__REQUIREMENTS__.
[1] Using the passage on drawing, answer the following:
(a) To what does the passage compare each mark made on the paper?
(b) What does the passage say a "finished" work attempts to do?
(c) In what kind of tradition are drawings said to be unnecessary?
[2] Carry on the passage about drawing, picking up right after its final sentence.

It is a platitude in the teaching of drawing that the heart of the
matter lies in the specific process of looking. A line, an area of tone,
is not really important because it records what you have seen, but
because of what it will lead you on to see. Following up its logic in
order to check its accuracy, you find confirmation or denial in the
object itself or in your memory of it. Each confirmation or denial
brings you closer to the object, until finally you are, as it were,
inside it: the contours you have drawn no longer marking the edge of
what you have seen but the edge of what you have become. Perhaps that
sounds needlessly metaphysical. Another way of putting it would be to
say that each mark you make on the paper is a stepping stone from which
you proceed to the next, until you have crossed your subject as though
it were a river, have put it behind you.
This is quite different from the later process of painting a “finished”
canvas or carving a statue. Here you do not pass through your subject,
but try to recreate it and house yourself in it. Each brush-mark or
chisel-stroke is no longer a stepping stone, but a stone to be fitted
into a planned edifice. A drawing is an autobiographical record of ones
discovery of an event either seen, remembered or imagined. A
“finished” work is an attempt to construct an event in itself. It is
significant in this respect that only when the artist gained a
relatively high standard of individual “autobiographical” freedom, did
drawings as we now understand them begin to exist. In a hieratic,
anonymous tradition they are unnecessary. (I should perhaps point out
here that I am talking about working drawings although a working
drawing need not necessarily be made for a specific project. I do not
mean linear designs, illustrations, caricatures, certain portraits or
graphic works which may be “finished” productions in their own right.)

__DATASET EXTRACT__.
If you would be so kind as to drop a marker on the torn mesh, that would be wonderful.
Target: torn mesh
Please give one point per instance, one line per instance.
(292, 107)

__THE RESPONSES__.
[1]
(a) Each mark is compared to a stepping stone from which you proceed to the next.
(b) A "finished" work is an attempt to construct an event in itself.
(c) Drawings are said to be unnecessary in a hieratic, anonymous tradition.

[2]
A number of technical factors often enlarge this distinction between a
working drawing and a “finished” work: the longer time needed to paint a
canvas or carve a block; the larger scale of the job; the problem of
simultaneously managing colour, quality of pigment, tone, texture,
grain, and so on the “shorthand” of drawing is relatively simple and
direct. But nevertheless the fundamental distinction is in the working
of the artists mind. A drawing is essentially a private work, related
only to the artists own needs; a “finished” statue or canvas is
essentially a public, presented work related far more directly to the
demands of communication.
It follows from this that there is an equal distinction from the point
of view of the spectator. In front of a painting or statue he tends to
identify himself with the subject, to interpret the images for their own
sake; in front of a drawing he identifies himself with the artist, using
the images to gain the conscious experience of seeing as though through
the artists own eyes. It is this which explains why painters always
value so highly the drawings of the masters they admire and why the
general public find it so difficult to appreciate drawings except for
sentimental reasons, or in so far as they are impressed by purely manual
dexterity.
All this is prompted by the exhibition of 500 Old Master drawings
(Pisanello to Ingres) now at Burlington House. The distinction I have
tried to make is relevant for on it are based the standards with which
one approaches such a show. A few of the works the Rowlandsons and the
portrait of Gentile Bellini by Giovanni for instance come under the
category of “finished” works. Most, however, can be called “working”
drawings. In appreciating these, deftness, charm, ingenuity are, in
themselves, beside the point. Everything originally depends upon the
quality of discovery. Mannerisms, however elegant, are barriers to
discovery as clichés are barriers to thought; look, for instance, at the
Pietro Longhis and some (not all) of the younger Tiepolos.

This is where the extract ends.